### Work required
In the text below about the Biltmore hotel's early years, how did Baumann die? Please answer in one sentence.

### Selected extract
..............................
The Biltmore hosted its first dinner on December 28, 1913, with a celebration featuring various officials involved in the hotel's construction. The hotel informally opened on December 30, and the first guests arrived at the hotel the next day, December 31. There were also two brokerage offices in the hotel when it opened. In its first year of operation, the Biltmore became extremely popular. Baumann operated the hotel for less than a year; he died on October 15, 1914, after falling from the hotel's roof while observing employees. At the time of Baumann's death, the hotel was valued at $4 million, of which $1.5 million was appraised as goodwill created by the hotel's prominent location in midtown Manhattan. Even so, Baumann had been operating the Biltmore at a net loss at the time of his death. Meanwhile, Allen H. Stem of Reed and Stem had sued Warren and Wetmore over Terminal City's architectural contract. After a protracted legal battle, the New York Supreme Court ordered Warren and Wetmore to pay Stem one percent of the Biltmore's construction cost.

Bowman took control of the hotel's lease shortly after Baumann died. Under Bowman's management, members of the social elite began to frequent the Biltmore. By 1918, the hotel had an annual payroll of over $1 million. After Bowman and rival hotel operator Benjamin L. M. Bates agreed to merge their respective companies in May 1918, the Biltmore became part of the Bowman-Biltmore Hotels chain. Later the same year, Bowman said that the Biltmore, as well as his other hotels near Grand Central and Penn Station, were "doing more business than ever before". Bowman also developed other Biltmore hotels across the United States, all named after the hotel in New York City. After Prohibition in the United States came into effect in 1919, the Biltmore's bar was closed and replaced with a lunch counter. The hotel remained successful through the early 1920s, amid rapid increases in Grand Central's passenger traffic following the terminal's completion.
..............................
### Provided information
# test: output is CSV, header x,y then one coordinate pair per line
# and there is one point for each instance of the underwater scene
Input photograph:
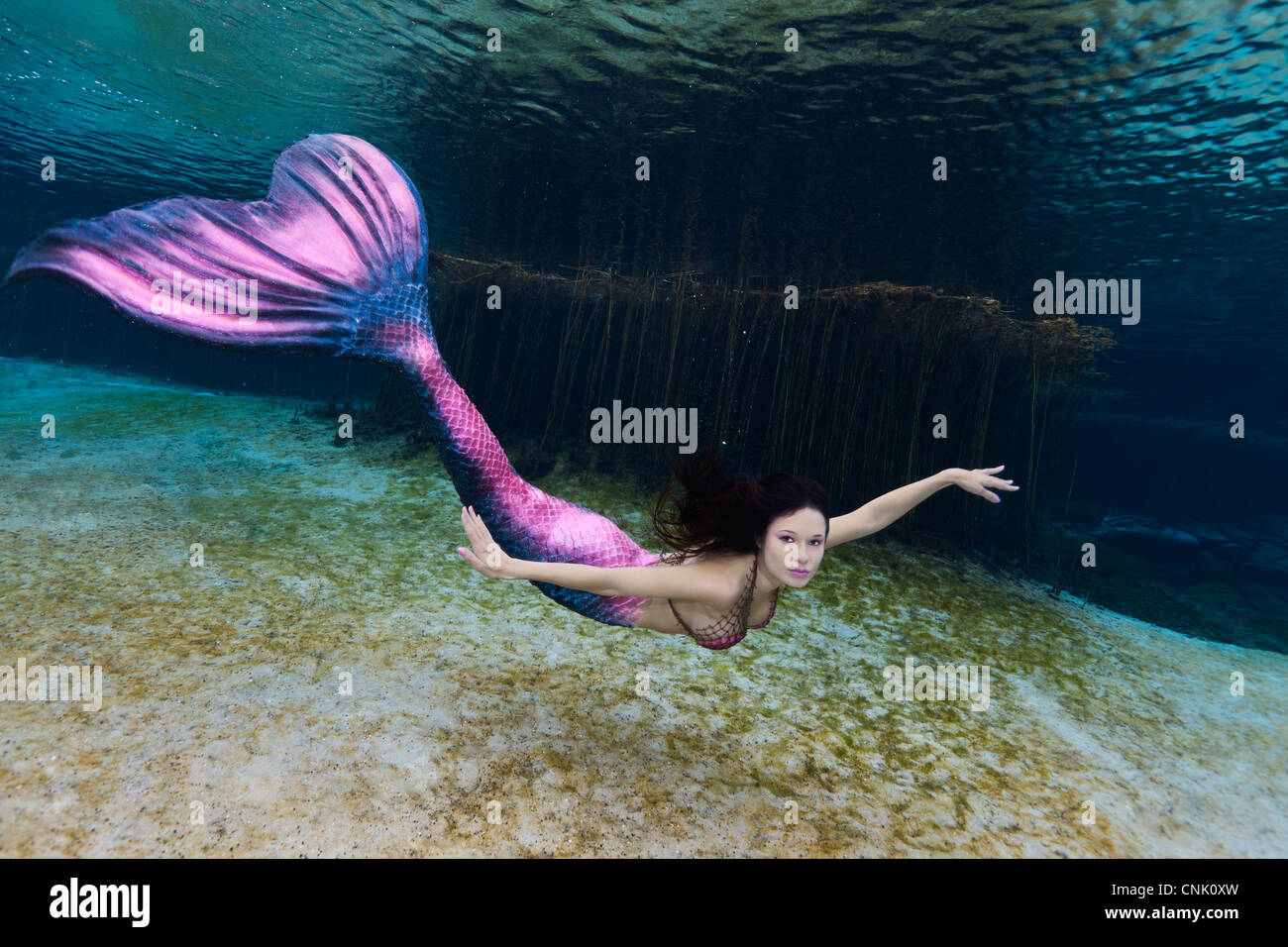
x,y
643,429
..............................
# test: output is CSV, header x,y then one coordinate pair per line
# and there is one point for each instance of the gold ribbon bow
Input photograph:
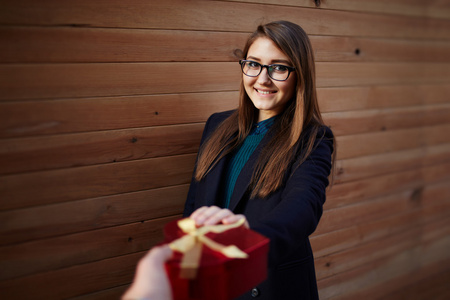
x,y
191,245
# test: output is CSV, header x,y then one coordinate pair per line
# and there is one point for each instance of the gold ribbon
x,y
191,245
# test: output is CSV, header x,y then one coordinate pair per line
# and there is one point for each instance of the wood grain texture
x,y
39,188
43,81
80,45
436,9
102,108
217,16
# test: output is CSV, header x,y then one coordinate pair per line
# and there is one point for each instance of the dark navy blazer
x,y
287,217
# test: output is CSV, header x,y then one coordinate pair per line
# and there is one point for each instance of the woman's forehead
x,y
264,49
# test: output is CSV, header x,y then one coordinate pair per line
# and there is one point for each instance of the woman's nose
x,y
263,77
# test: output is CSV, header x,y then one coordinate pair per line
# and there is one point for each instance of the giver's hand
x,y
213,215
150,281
..............................
### Task solution
Baumann died on October 15, 1914, after falling from the hotel's roof while observing employees.